**Tarea 1**
Responde con lo que dice el fragmento sobre un cambio de vida:
(a) ¿Qué es lo único que siente que le queda a quien habla?
(b) ¿Con qué pinchó la burbuja?
(c) ¿Qué se terminan de calcinar, por sí solos, en la capital mayor?
**Tarea 2**
Reproduce sin cambios la parte del fragmento sobre un cambio de vida que empieza en "Acabé con las" y termina en "enseñaron el camino.".
**Tarea 3**
Sigue escribiendo el fragmento sobre un cambio de vida a partir de su última oración.

**Fragmento del texto**
Lo mejor de todo es haberme dado cuenta. Una vez superado el escepticismo de negar la realidad y habiéndome librado de las garras de la necesidad de comulgar indispensablemente con alguna doctrina, siento que lo único que me queda es vivir largo y ancho. Soy un hombre de acción y me pongo ello.
Acabé con las batallitas de iluminado y con las acaloradas discusiones repletas de expresiones tamizadas de odio de baja intensidad y experimenté el temblor de la onda expansiva cuando salté la valla, y con la punta de un alfiler, pinché la burbuja para que salieran despedidos los escombros encapsulados de una civilización de filias y fobias, de pertenencias y adictivos automatismos. Supe entonces, que ya nada sería como antes. La vida dio un vuelco y la vulnerable razón que me mantiene en pie es una capital mayor en la que se terminan de calcinar, por sí solos, los mapas del mundo que me enseñaron el camino.

**Datos aportados**
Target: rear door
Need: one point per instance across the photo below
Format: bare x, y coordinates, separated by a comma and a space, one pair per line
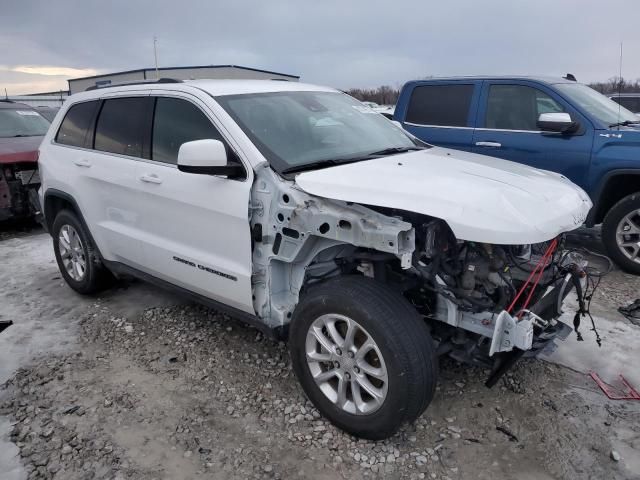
98, 167
442, 113
196, 227
506, 128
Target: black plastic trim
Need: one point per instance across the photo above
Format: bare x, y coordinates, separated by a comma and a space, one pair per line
597, 198
277, 333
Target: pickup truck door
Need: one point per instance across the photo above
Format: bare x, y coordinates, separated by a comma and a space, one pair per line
441, 113
196, 232
506, 128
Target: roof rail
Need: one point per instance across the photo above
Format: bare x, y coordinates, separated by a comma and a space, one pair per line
126, 84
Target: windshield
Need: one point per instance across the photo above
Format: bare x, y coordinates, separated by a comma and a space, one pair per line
293, 129
21, 123
602, 108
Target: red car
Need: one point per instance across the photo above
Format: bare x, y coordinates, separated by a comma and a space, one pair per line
21, 131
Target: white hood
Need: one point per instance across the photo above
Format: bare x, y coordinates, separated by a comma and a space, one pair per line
482, 199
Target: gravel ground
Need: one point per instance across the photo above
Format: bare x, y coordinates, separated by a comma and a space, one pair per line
151, 387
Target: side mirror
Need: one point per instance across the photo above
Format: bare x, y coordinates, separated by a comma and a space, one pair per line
207, 157
557, 122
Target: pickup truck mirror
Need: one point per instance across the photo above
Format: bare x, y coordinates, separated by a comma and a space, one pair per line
207, 157
557, 122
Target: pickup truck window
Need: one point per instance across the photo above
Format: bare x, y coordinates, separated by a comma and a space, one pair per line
517, 107
442, 105
602, 108
630, 103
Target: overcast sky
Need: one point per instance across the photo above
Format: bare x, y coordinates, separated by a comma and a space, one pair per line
340, 43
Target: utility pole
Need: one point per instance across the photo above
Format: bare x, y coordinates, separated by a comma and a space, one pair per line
155, 54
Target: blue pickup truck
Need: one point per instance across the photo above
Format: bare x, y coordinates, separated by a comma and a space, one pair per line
550, 123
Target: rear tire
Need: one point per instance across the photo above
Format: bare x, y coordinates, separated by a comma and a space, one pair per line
403, 364
621, 233
77, 256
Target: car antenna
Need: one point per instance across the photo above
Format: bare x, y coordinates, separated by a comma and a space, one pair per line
619, 85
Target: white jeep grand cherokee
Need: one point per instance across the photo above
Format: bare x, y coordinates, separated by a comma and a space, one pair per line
303, 212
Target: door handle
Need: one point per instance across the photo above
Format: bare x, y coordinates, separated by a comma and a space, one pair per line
82, 162
150, 178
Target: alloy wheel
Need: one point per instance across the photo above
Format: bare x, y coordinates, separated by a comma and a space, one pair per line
346, 364
72, 252
628, 236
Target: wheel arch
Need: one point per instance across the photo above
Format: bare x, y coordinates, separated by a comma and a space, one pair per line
54, 202
614, 186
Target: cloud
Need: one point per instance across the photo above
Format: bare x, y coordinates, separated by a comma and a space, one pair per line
55, 71
342, 44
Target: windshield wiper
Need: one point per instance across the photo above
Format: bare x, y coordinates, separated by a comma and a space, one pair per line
624, 124
321, 164
393, 151
342, 161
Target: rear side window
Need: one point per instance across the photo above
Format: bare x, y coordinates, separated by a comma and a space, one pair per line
443, 105
175, 122
123, 126
517, 107
77, 122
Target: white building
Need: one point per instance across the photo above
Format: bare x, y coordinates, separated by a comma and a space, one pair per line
180, 73
49, 99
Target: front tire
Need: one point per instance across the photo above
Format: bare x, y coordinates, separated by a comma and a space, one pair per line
76, 255
363, 356
621, 233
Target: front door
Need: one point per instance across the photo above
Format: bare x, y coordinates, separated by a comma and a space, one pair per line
195, 227
507, 129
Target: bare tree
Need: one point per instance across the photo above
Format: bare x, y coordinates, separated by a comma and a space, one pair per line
384, 95
615, 85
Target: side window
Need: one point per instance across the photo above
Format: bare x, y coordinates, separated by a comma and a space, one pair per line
517, 107
445, 105
77, 122
123, 125
175, 122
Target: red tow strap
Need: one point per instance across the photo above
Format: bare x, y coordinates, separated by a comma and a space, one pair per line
537, 272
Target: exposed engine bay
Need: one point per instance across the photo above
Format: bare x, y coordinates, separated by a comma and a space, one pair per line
484, 303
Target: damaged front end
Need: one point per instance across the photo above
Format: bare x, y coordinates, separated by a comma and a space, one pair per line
493, 303
486, 304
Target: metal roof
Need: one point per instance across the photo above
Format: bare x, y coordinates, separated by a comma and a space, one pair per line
141, 70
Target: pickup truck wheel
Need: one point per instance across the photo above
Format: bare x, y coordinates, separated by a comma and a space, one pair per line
621, 233
76, 255
363, 356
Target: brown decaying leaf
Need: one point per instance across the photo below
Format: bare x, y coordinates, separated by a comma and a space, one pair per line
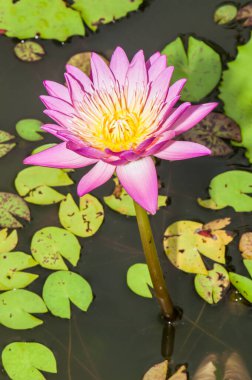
82, 61
245, 13
211, 131
245, 245
29, 51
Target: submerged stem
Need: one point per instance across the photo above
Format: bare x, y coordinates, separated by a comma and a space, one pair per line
153, 263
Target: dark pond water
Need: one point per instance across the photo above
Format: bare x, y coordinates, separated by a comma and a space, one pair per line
120, 336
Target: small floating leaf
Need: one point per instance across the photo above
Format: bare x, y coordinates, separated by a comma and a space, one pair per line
225, 13
29, 51
139, 280
50, 244
62, 287
213, 286
35, 184
12, 205
211, 131
11, 265
230, 188
185, 241
16, 307
8, 243
29, 129
201, 66
96, 12
5, 148
84, 221
121, 202
25, 360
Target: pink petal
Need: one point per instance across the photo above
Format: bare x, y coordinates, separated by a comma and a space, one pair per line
96, 177
182, 150
119, 64
57, 104
102, 76
192, 116
59, 157
157, 67
139, 178
57, 90
175, 89
81, 77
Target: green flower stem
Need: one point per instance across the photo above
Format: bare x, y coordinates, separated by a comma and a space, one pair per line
153, 263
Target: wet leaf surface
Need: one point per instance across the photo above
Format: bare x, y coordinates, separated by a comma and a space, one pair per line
225, 13
11, 206
25, 360
51, 19
231, 188
96, 12
17, 307
185, 241
201, 65
29, 129
34, 183
83, 221
211, 131
62, 287
139, 280
121, 202
29, 51
8, 242
213, 286
83, 61
236, 93
51, 244
6, 147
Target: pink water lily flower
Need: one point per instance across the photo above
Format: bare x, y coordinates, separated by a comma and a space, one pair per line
118, 119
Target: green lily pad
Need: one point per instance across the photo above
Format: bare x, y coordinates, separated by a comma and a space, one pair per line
185, 241
50, 244
16, 307
51, 19
213, 286
211, 131
11, 265
236, 93
201, 65
25, 360
6, 147
8, 242
34, 183
225, 13
96, 12
121, 202
29, 129
230, 189
83, 221
29, 51
12, 205
139, 280
62, 287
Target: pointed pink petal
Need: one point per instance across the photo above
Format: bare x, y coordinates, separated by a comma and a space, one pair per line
58, 157
81, 77
192, 116
157, 67
57, 104
182, 150
119, 64
102, 76
175, 89
96, 177
139, 178
57, 90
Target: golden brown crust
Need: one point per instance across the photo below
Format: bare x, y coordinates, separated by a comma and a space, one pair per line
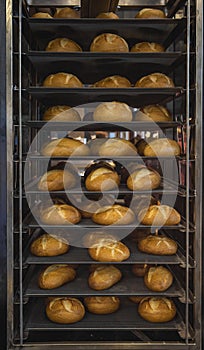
157, 113
55, 276
65, 147
47, 245
112, 112
102, 305
107, 15
41, 15
108, 42
63, 45
65, 310
56, 180
104, 277
66, 12
157, 245
114, 81
62, 80
155, 80
150, 13
117, 147
146, 46
113, 215
157, 309
60, 214
162, 148
107, 249
144, 179
159, 215
158, 278
61, 113
102, 179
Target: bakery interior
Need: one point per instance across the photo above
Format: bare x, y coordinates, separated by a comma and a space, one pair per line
103, 113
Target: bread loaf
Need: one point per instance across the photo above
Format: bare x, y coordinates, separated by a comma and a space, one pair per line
61, 113
147, 47
104, 277
62, 80
113, 215
157, 245
155, 80
102, 305
112, 112
60, 214
64, 148
157, 309
48, 245
55, 276
150, 13
108, 42
65, 310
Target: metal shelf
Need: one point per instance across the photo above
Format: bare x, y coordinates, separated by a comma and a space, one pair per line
128, 285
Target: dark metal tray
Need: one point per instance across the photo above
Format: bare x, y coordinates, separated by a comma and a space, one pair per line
91, 67
83, 31
77, 255
75, 97
125, 318
129, 285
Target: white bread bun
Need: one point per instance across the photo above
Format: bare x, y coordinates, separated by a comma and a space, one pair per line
108, 42
112, 112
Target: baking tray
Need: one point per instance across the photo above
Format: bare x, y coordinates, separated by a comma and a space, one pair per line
134, 97
125, 318
91, 67
128, 285
95, 126
77, 255
83, 31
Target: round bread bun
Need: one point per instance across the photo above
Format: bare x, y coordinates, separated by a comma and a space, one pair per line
95, 144
157, 113
41, 15
62, 80
102, 179
162, 148
150, 13
145, 46
159, 215
47, 245
55, 276
56, 180
102, 305
113, 215
155, 80
139, 269
108, 42
109, 250
157, 309
65, 147
117, 147
104, 277
61, 113
65, 310
144, 179
66, 12
107, 15
63, 45
60, 214
158, 278
114, 81
112, 112
136, 298
157, 245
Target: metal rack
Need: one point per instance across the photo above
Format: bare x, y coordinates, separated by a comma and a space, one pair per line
27, 65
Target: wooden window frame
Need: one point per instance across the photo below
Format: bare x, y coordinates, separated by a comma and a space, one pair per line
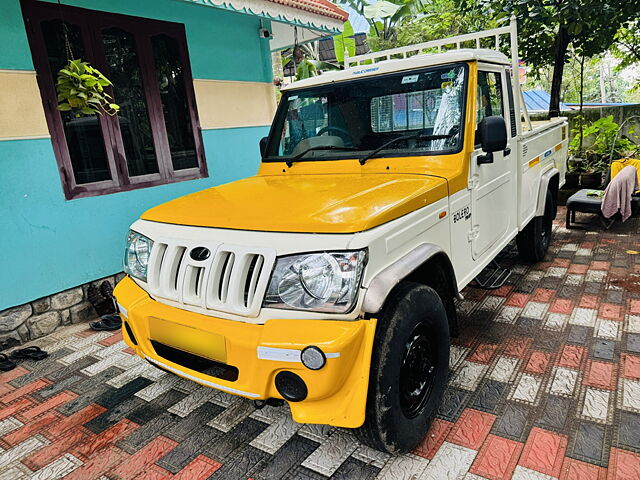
91, 24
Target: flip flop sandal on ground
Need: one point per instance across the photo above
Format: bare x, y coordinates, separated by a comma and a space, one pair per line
107, 322
5, 363
30, 353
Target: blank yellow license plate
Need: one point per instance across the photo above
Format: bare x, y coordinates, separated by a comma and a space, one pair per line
189, 339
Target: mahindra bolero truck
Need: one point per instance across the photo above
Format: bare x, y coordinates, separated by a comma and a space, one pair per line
330, 279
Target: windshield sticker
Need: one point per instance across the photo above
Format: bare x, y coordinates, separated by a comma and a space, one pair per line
366, 70
410, 79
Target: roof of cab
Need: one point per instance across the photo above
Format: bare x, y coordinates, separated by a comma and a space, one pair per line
401, 64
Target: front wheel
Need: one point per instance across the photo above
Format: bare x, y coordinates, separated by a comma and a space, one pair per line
409, 369
533, 241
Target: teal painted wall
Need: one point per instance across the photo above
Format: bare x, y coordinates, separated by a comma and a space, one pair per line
14, 54
49, 244
223, 45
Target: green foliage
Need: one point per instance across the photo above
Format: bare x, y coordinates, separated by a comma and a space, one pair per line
589, 24
598, 138
384, 17
80, 89
306, 69
381, 9
627, 49
344, 41
548, 28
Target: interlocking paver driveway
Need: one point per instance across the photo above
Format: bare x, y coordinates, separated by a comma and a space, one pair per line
545, 383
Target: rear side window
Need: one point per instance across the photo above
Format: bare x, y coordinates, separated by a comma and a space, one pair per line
489, 98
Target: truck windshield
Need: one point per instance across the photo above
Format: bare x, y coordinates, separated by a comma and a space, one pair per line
351, 118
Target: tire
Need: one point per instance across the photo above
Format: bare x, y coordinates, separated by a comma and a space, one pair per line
409, 369
533, 241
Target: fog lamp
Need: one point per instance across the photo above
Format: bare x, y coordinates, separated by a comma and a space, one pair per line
313, 358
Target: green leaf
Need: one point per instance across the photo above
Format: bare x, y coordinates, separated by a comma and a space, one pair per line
381, 9
344, 41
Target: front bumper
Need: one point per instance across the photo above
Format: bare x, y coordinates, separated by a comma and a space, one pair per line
337, 393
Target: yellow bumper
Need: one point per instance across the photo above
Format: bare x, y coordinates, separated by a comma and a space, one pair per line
337, 393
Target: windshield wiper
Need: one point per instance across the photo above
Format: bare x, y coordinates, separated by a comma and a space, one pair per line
418, 135
317, 147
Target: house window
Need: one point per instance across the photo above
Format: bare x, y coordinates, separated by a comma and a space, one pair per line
155, 138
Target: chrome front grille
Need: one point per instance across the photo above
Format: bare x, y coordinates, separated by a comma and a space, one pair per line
231, 279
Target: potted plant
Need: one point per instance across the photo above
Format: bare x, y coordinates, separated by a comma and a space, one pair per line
572, 177
592, 175
81, 90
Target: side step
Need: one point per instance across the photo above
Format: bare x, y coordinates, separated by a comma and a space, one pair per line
492, 277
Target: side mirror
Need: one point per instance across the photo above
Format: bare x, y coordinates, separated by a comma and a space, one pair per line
263, 146
493, 137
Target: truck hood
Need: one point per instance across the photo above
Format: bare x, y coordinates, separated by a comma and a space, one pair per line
343, 203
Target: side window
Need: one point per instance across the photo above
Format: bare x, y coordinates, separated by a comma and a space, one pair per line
489, 98
512, 109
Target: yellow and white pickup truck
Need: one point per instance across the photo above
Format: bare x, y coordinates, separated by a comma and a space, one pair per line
329, 279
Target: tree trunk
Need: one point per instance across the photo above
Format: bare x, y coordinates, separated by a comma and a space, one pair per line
560, 48
581, 103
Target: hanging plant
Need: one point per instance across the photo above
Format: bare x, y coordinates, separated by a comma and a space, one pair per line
80, 89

**Respuesta 1**
(a) Vivir largo y ancho.
(b) Con la punta de un alfiler.
(c) Los mapas del mundo que le enseñaron el camino.

**Respuesta 2**
Acabé con las batallitas de iluminado y con las acaloradas discusiones repletas de expresiones tamizadas de odio de baja intensidad y experimenté el temblor de la onda expansiva cuando salté la valla, y con la punta de un alfiler, pinché la burbuja para que salieran despedidos los escombros encapsulados de una civilización de filias y fobias, de pertenencias y adictivos automatismos. Supe entonces, que ya nada sería como antes. La vida dio un vuelco y la vulnerable razón que me mantiene en pie es una capital mayor en la que se terminan de calcinar, por sí solos, los mapas del mundo que me enseñaron el camino.

**Respuesta 3**
Ya nada será igual. Es imposible. Ojalá fuera capaz de hacer una autocaricatura de mi juventud como un traje a mi medida sin parecer que me he convertido en el personaje de un cómic. Sin embargo, justo en el momento en el que escribo esta columna, percibo que circula por el entorno de mis anhelos la recuperación del niño interior caprichoso e impertinente o que se rehabilita el joven exultante y cabreado que se deja seducir por la chica morena de los ojos almendrados. La verificación del deseo de resistencia, mientras pasan los años, te da la medida de una gran incongruencia porque, tal vez, sea un tanto más sencillo aceptar, colgar las botas, tirar la toalla o entregar la cuchara.
No hay nada más revitalizante que la música, el baile, los placeres del cuerpo o pensar en que tengo un futuro. Todo esto que digo parece ciertamente evidente cuando uno está tan cerca de los 50 y toma aire antes de darse cuenta que el tiempo es un gran cabrón; te hace un regalazo y luego convierte tu vida en un latifundio del pasado con un futuro menguante.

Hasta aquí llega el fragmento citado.